━━━━━ Input data

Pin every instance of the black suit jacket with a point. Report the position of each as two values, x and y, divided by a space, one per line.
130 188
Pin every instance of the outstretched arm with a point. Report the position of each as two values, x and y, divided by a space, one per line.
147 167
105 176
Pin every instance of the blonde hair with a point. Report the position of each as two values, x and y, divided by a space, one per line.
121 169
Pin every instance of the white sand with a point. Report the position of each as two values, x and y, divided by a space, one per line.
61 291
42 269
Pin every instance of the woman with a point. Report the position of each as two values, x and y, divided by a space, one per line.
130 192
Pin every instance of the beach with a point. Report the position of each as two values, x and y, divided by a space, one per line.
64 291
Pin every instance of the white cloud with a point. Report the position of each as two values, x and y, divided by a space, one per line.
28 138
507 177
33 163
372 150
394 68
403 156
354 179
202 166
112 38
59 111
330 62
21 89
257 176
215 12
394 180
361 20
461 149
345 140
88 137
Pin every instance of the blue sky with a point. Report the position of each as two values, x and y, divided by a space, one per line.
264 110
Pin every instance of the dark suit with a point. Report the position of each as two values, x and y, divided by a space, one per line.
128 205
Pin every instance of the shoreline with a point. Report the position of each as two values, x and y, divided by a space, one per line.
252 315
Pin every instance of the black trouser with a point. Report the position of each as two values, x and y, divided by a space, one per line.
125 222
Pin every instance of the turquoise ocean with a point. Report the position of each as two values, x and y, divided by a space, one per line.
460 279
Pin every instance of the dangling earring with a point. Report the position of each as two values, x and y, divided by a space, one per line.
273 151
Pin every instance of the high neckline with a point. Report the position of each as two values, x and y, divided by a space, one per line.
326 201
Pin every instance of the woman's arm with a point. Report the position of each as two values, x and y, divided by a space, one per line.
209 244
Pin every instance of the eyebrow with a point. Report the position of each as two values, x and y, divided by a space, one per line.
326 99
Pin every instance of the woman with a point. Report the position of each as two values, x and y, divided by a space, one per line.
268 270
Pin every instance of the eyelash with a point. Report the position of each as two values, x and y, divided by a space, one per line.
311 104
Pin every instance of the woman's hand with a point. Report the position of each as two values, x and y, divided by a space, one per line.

━━━━━━━━━━

All records shown above must be set down again verbatim.

# Expected output:
Pin every instance of the black suit jacket with a point. Report the position of each as two values, x and y, divided by a space, one per line.
130 188
Pin every instance of the outstretched arm with a point. Report the position of each as two values, x and y, divided by a space, one per line.
147 167
105 176
Pin every instance of the blonde hair with a point. Report the position of each as two values, x and y, divided by a space, one per line.
121 169
Pin every instance of the white sand with a point. Report the position of each as two values, x and y, divided by a space, one per line.
61 291
42 269
Pin every instance of the woman with a point. Report the position of each as two values, x and y, divided by a space, one per line.
130 192
Pin every instance of the beach with a point. Report the position of each as two values, x and y, divided by a space, one per line.
64 291
Pin every instance of the white cloud with a point. Report the position of each as two values, x and y, divided by a space, one per line.
28 138
507 177
33 163
372 150
394 68
403 156
354 179
202 166
112 38
59 111
330 62
21 89
257 176
215 12
394 180
361 20
461 149
345 140
88 137
Pin every instance of the blue sky with a point. Report the position of each as two values, x and y, divided by a space, one per line.
264 110
Pin every instance of the dark suit with a point. Report the position of each as two values, x and y, divided by a space, one per line.
128 205
Pin every instance of the shoreline with a point. Report the position of each as two values, x and y, divided by a space, one per line.
252 315
Pin every instance of the black trouser with a point. Report the position of each as two values, x and y, divided by a space, one per line.
125 222
Pin every instance of the turquoise ocean with a point. Report the position of each as two values, x and y, divided by a space, one per line.
460 279
Pin every instance of the dangling earring with a point. Report the position of each as two values, x and y, divided by a space, one per line.
273 151
Pin every instance of the high neckline with a point. Report the position of each as two values, x and y, divided by a space, one per line.
326 201
Pin every instance of the woman's arm with a point. Report the position of each as two values, x and y, divided by a space, one per line.
209 244
Pin every instance of the eyebrow with a point. Report the position of each as two values, x and y, divided by a space, one per line.
326 99
Pin every instance of the woman with a point. Report the position of each as two values, x and y, divided by a space, one per line.
268 270
Pin every instance of the eyelash with a point. Report the position of each as two values, x and y, divided by a space, one per line.
311 104
Pin every instance of the woman's hand with a point. Report the position of each as two values, x and y, divided by a space, one per line.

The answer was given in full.